**Available records:**
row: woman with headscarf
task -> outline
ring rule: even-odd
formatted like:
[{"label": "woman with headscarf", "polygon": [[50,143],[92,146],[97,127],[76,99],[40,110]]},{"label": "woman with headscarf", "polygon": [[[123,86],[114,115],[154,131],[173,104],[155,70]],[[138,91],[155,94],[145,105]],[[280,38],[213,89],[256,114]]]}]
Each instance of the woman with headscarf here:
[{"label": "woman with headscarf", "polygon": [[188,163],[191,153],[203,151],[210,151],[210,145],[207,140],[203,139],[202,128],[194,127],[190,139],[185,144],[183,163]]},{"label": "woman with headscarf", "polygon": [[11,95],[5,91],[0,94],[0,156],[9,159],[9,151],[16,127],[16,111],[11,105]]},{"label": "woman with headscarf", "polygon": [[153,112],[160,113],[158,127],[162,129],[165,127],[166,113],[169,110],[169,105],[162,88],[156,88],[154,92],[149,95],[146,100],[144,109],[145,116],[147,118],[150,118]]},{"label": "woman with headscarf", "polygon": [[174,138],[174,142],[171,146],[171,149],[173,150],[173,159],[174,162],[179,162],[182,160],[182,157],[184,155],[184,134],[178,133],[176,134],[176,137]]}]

**To do:** Output the whole listing exactly, leaving nothing out.

**Response:**
row: woman with headscarf
task -> outline
ring rule: even-odd
formatted like:
[{"label": "woman with headscarf", "polygon": [[50,143],[92,146],[97,127],[76,99],[40,110]]},{"label": "woman with headscarf", "polygon": [[[123,86],[114,115],[154,131],[173,104],[155,70]],[[138,91],[155,94],[145,105]],[[280,38],[213,89],[256,114]]]}]
Each instance of the woman with headscarf here:
[{"label": "woman with headscarf", "polygon": [[188,163],[191,153],[203,151],[210,151],[210,145],[207,140],[203,139],[202,128],[194,127],[190,139],[185,144],[183,163]]},{"label": "woman with headscarf", "polygon": [[11,95],[5,91],[0,94],[0,156],[9,159],[9,151],[16,127],[16,111],[11,105]]},{"label": "woman with headscarf", "polygon": [[153,112],[160,113],[158,127],[162,129],[165,127],[166,113],[169,110],[169,105],[162,88],[156,88],[154,92],[149,95],[146,100],[144,109],[145,116],[147,118],[150,118]]},{"label": "woman with headscarf", "polygon": [[174,138],[174,142],[171,146],[171,149],[173,150],[173,159],[174,162],[179,162],[182,160],[182,157],[184,155],[184,134],[178,133],[176,134],[176,137]]}]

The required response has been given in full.